Print every entry below exactly, leaving out the pictures.

DATASET RECORDS >>
☆ ☆ ☆ ☆ ☆ ☆ ☆
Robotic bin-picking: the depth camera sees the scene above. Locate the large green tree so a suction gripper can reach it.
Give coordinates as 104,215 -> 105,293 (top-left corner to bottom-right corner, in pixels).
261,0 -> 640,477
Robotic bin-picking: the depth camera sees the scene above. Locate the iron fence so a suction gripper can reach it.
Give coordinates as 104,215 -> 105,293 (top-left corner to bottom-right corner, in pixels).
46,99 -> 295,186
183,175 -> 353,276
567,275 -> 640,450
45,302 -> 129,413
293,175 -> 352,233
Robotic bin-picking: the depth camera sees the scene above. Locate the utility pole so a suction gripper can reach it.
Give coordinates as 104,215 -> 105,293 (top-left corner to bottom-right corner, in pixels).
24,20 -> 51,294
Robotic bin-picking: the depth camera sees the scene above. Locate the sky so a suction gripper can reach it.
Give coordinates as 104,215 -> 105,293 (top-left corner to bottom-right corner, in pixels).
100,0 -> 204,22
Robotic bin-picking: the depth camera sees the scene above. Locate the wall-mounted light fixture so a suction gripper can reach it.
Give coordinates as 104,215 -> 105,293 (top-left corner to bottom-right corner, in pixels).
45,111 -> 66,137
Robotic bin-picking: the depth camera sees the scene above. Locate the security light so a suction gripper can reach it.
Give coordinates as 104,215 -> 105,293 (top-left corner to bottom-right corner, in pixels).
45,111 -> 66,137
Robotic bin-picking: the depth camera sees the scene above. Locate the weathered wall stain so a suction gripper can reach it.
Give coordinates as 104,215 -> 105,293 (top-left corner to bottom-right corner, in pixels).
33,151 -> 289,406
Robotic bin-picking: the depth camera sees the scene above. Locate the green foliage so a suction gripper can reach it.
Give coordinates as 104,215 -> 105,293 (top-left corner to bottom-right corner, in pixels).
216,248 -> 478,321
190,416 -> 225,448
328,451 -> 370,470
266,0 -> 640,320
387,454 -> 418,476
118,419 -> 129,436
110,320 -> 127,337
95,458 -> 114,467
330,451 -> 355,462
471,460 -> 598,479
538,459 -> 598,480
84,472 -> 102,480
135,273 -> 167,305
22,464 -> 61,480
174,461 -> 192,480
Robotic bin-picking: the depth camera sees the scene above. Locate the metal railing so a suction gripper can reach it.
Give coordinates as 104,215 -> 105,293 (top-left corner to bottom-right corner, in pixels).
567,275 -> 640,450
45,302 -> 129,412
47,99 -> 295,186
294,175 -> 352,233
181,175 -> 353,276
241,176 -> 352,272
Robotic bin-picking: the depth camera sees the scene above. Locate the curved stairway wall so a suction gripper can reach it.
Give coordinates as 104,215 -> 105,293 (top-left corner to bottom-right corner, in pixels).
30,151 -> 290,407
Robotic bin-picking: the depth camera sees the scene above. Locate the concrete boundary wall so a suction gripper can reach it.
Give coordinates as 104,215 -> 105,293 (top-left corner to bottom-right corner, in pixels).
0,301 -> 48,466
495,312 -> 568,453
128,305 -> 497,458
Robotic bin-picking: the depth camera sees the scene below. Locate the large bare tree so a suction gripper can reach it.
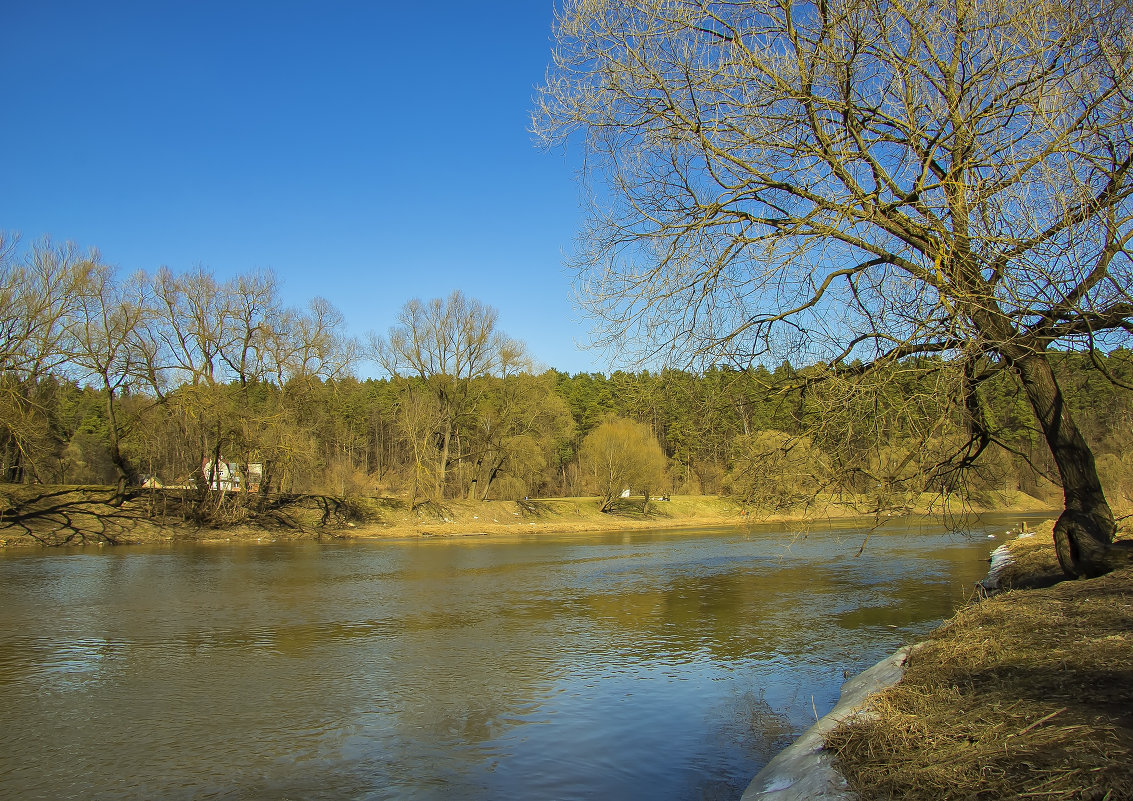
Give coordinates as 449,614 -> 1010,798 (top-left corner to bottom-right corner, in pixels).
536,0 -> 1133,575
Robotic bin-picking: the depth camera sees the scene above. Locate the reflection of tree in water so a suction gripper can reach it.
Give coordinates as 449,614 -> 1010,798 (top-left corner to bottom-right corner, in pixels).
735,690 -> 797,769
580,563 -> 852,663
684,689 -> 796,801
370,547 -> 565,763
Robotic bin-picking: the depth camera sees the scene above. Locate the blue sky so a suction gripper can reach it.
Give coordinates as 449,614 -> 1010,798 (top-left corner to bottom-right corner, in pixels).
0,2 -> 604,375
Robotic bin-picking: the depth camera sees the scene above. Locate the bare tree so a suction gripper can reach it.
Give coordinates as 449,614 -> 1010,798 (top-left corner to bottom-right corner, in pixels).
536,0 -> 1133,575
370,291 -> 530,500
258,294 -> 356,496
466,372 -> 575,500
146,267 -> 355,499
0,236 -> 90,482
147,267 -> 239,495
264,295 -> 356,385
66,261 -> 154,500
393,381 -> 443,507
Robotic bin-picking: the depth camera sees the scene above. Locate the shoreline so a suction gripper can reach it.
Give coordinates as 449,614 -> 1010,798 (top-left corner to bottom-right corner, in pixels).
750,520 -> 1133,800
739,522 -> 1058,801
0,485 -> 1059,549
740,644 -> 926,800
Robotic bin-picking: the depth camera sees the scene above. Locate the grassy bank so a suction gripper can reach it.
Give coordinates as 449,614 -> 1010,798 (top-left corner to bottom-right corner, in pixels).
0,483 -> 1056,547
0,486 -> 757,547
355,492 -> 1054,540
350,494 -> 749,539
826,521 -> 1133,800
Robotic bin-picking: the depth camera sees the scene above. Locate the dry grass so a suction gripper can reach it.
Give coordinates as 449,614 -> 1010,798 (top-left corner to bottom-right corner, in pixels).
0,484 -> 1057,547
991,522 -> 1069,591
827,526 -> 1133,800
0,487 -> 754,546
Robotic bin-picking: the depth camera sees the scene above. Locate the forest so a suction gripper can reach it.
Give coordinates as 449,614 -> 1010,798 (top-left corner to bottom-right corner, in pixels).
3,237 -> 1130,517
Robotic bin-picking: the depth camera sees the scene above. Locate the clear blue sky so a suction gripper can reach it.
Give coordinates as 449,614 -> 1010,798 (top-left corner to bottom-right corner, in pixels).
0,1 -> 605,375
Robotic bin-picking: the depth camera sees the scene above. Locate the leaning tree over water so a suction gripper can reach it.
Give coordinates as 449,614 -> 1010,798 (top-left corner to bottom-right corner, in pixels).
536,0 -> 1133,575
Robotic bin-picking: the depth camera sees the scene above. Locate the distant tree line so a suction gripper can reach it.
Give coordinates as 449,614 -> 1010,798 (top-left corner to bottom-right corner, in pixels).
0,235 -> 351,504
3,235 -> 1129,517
☆ ☆ ☆ ☆ ☆ ☆ ☆
ANSWER TO THIS EXERCISE >>
Robotic bin-picking: the depth camera sees the scene above. Locate the large green tree so a suction gripper can reach it.
Give coordinates as 104,215 -> 105,293 (top-left corner to bottom-right corner, in pixels).
261,0 -> 640,477
Robotic bin-picking: the depth camera sees the scene above. Locate the iron fence so a suction gripper can reach it.
Give coordinates as 104,215 -> 105,293 (top-left corner to bottom-right corner, in pixels).
46,99 -> 295,186
183,175 -> 353,276
567,275 -> 640,450
45,302 -> 129,413
293,175 -> 352,233
Robotic bin-picking: the depth camera sees the scene above. Locate the utility pole so a suction gripper can reach it.
Give coordinates as 104,215 -> 105,293 (top-left corner to bottom-right corner, in pixels).
24,20 -> 51,294
Robotic bin-picking: the depth camera sees the scene above. Locate the sky so a suction gripper can reach it.
Give coordinates as 104,215 -> 105,293 (top-left corner to bottom-right corner, in pixels).
100,0 -> 204,22
Robotic bin-picking: the depth camera sees the scene above. Locate the wall-mounted light fixture so a suction gripper can reach it.
Give coordinates as 104,215 -> 105,293 (top-left corner to bottom-right corner, in pixels).
45,111 -> 66,137
Robotic bin-picking: the depth camera sees the scene above. Locate the security light so a suction gripper can reach it.
Give coordinates as 104,215 -> 105,293 (top-left corner to bottom-right corner, in pixels).
45,111 -> 66,137
Robotic bin-picking: the depth camera sees the scene above. Locate the weathered wall stain so a suction gripper can reach it.
Give coordinates as 104,215 -> 105,293 (top-left corner to bottom-right corner, in pixels).
33,151 -> 289,406
Robotic bin-picking: the depth camera sees the scene above. Locate the green foliage so a suction gripper can reach it.
Give coordinates as 104,215 -> 105,293 (top-left corner to bottom-right corner, in pixels).
216,248 -> 478,321
190,416 -> 225,448
328,451 -> 370,470
266,0 -> 640,320
387,454 -> 418,476
118,419 -> 129,436
110,320 -> 127,337
95,458 -> 114,467
330,451 -> 355,462
471,460 -> 598,479
538,459 -> 598,480
84,472 -> 102,480
135,273 -> 167,305
22,464 -> 61,480
174,461 -> 192,480
Robotic bin-picking: the depth camera sees the scene above. Locate the metal railing so a suction gripper can reach it.
Give coordinates as 104,215 -> 105,293 (top-left corner to bottom-right corner, in pixels).
567,275 -> 640,450
45,302 -> 129,412
47,99 -> 295,186
294,175 -> 352,233
181,175 -> 353,276
241,176 -> 352,272
Robotic bin-picking: the depth camera sees the scene above. Locate the curved stairway wall so a suction gripper can reach it.
Give coordinates as 104,215 -> 105,293 (top-left corner to bottom-right corner, in pixels).
30,151 -> 290,407
Robotic bin-picking: the depth camera sees the scene above. Locate the concrete boundary wall so a suction gripper can reach it.
Give coordinates as 104,215 -> 105,293 (top-left corner to bottom-right corner, in pixels).
0,301 -> 48,466
495,312 -> 568,453
128,305 -> 497,458
Robotic bin-picking: the depth camera sees the scene below. Locate the large bare tree so a suction gripper can reach it.
Give coordinates as 449,614 -> 1010,798 (top-left corner to bottom-right corner, in pixels).
536,0 -> 1133,575
Robotic bin-picking: the depth camera sees the scene above. Locate the reflection of tree in water so a suction gripper can reach it.
Give coordinates as 449,614 -> 1010,798 (top-left corner to bottom-right corner, in pixels).
735,690 -> 797,769
580,563 -> 852,663
684,689 -> 796,801
370,547 -> 565,763
Robotic bin-picking: the depth camera sees the scene above. Locate the blue sky so a suction gripper can reach it.
Give coordinates as 449,614 -> 1010,798 (top-left corner to bottom-right corner, in pixels).
0,2 -> 604,375
Robotic bin-picking: the depth camera sees the scene above. Locate the bare tree so a suction gripper can reach it.
Give coordinates as 449,614 -> 1010,798 (top-left corner to bottom-right corner, in pixels).
536,0 -> 1133,575
370,291 -> 530,500
258,294 -> 356,496
466,372 -> 575,500
146,267 -> 355,499
0,236 -> 90,482
147,267 -> 239,495
264,295 -> 356,385
66,261 -> 154,500
393,381 -> 443,507
Robotic bin-picking: the depth camera sees the scene above. Locate the shoreline so a suction gripper can reach it.
Give coordinates as 449,614 -> 1010,798 (top-left corner to bottom-right corner, in pixels).
750,520 -> 1133,800
739,522 -> 1058,801
0,485 -> 1059,549
740,644 -> 926,800
Robotic bin-picking: the depth camera sees the scene above. Locate the grassy bank so a suction gripper can reach it.
Give coordinates as 449,614 -> 1010,798 (top-left corner to bottom-right corner, in pixels).
0,483 -> 1056,547
0,486 -> 757,547
355,492 -> 1054,540
350,494 -> 749,539
826,521 -> 1133,800
Robotic bin-picking: the depth camera sees the scene above. Locate the dry grass so a suction gripper can reach it.
Give coordinates as 449,614 -> 1010,798 (top-left corner to bottom-right corner, in pixels).
0,484 -> 1057,547
991,522 -> 1069,591
827,526 -> 1133,800
0,487 -> 754,546
Robotic bin-picking: the depth camera sees the scene above. Locate the forest so a suction gripper can reach it.
Give coordinates as 449,614 -> 1010,798 (top-left corner to bottom-right corner, in pixels).
3,237 -> 1130,517
Robotic bin-picking: the depth camera sees the scene above. Locate the clear blue sky so a suction gripper can reach it.
Give coordinates as 449,614 -> 1010,798 (top-left corner to bottom-right corner, in pixels).
0,1 -> 605,375
Robotic bin-picking: the depth camera sees the scene above. Locate the leaning tree over water so a suction gripper can reach it.
Give coordinates as 449,614 -> 1010,798 (top-left corner to bottom-right corner, in pixels).
536,0 -> 1133,575
Robotic bin-picking: the depth camera sees the scene above. Locate the distant tree line so a suction gripper can reach it.
Give coordinates as 449,614 -> 1010,798 (top-left corner to bottom-right corner, in pixels).
0,235 -> 351,504
3,235 -> 1129,517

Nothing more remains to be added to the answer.